__EXERCISE AIM__. Arrange every line of the data below as a numbered list, skipping blank lines. Leave the pictures out.

(Records)
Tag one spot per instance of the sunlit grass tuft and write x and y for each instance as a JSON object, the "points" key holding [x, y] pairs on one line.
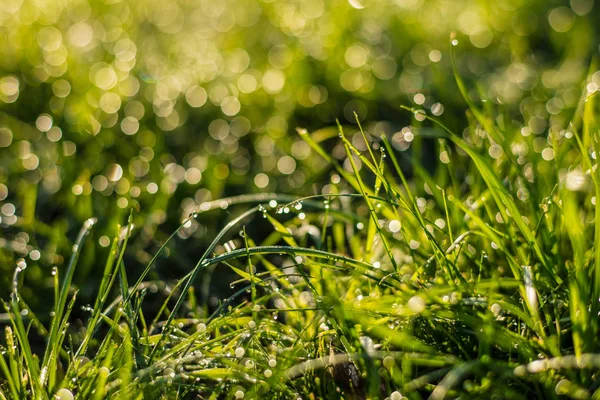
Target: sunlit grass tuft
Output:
{"points": [[478, 278]]}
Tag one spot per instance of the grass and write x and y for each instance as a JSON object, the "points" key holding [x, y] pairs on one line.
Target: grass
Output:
{"points": [[476, 280]]}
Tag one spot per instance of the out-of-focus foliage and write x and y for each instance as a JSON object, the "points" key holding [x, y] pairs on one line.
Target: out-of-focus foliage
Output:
{"points": [[164, 105]]}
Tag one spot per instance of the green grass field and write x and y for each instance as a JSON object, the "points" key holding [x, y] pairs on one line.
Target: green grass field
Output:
{"points": [[299, 200]]}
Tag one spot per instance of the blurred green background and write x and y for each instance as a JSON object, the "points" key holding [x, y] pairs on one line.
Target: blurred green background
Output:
{"points": [[162, 106]]}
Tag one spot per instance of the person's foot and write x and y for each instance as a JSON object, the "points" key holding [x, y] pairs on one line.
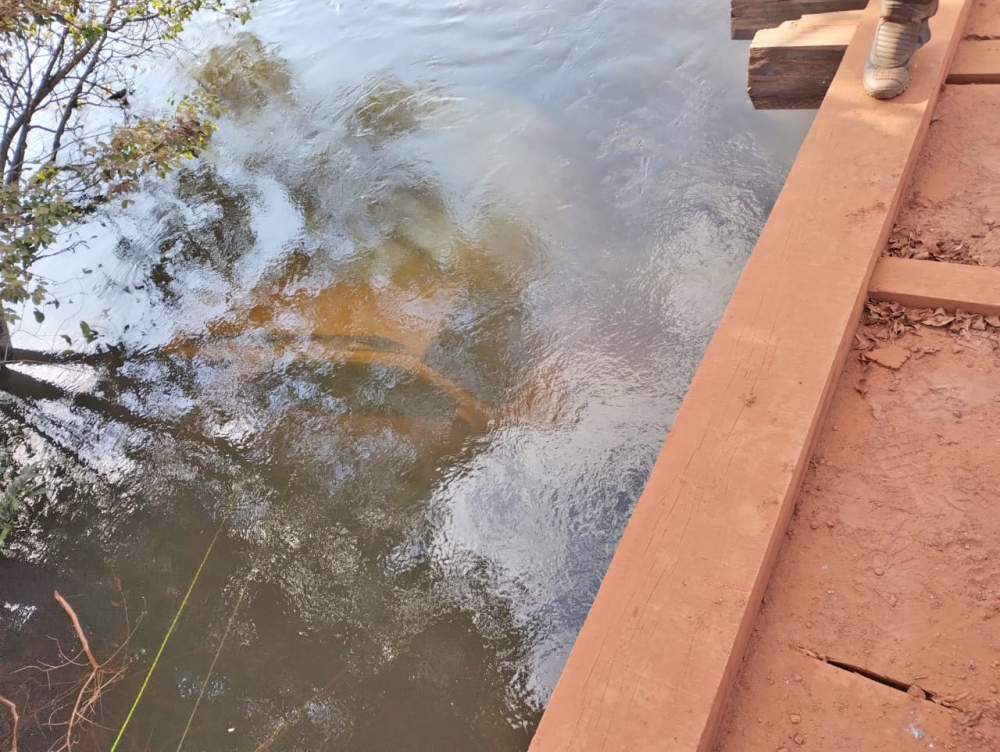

__WRITTEN REPLY__.
1. Tag one spot per instance of the sunlit grass tuft and write x and y for each instance as a JSON object, the "points" key holding [x, y] pairs on one line.
2. Target: sunlit grass tuft
3. Output:
4. {"points": [[478, 278]]}
5. Tag one spot per instance of the grass and write x and y for each instance as a JSON object, the "points" key holding [x, y] pairs on one line.
6. Target: grass
7. Output:
8. {"points": [[476, 280]]}
9. Tag one spot per instance of the out-of-focus foliage and write x and y for each instance as a JSON object, the "points" key holding [x, y] pairs on one line.
10. Target: out-of-focus foliage
11. Output:
12. {"points": [[164, 105]]}
13. Tag one spot per instance of the green grass field and write x and y for each instance as a JSON object, the "points" key holding [x, y] pairs on one line.
14. Target: green grass field
15. Output:
16. {"points": [[299, 200]]}
17. Tag one spot per instance of the blurred green background and write x and y for each instance as a JSON object, the "points" key holding [x, y] pairs on one line.
18. Target: blurred green background
19. Output:
20. {"points": [[162, 106]]}
21. Tag one spot per instance of the person's foot and write x and y for each instance as a JSON object, the "points" key holding [x, y] pairs on one line.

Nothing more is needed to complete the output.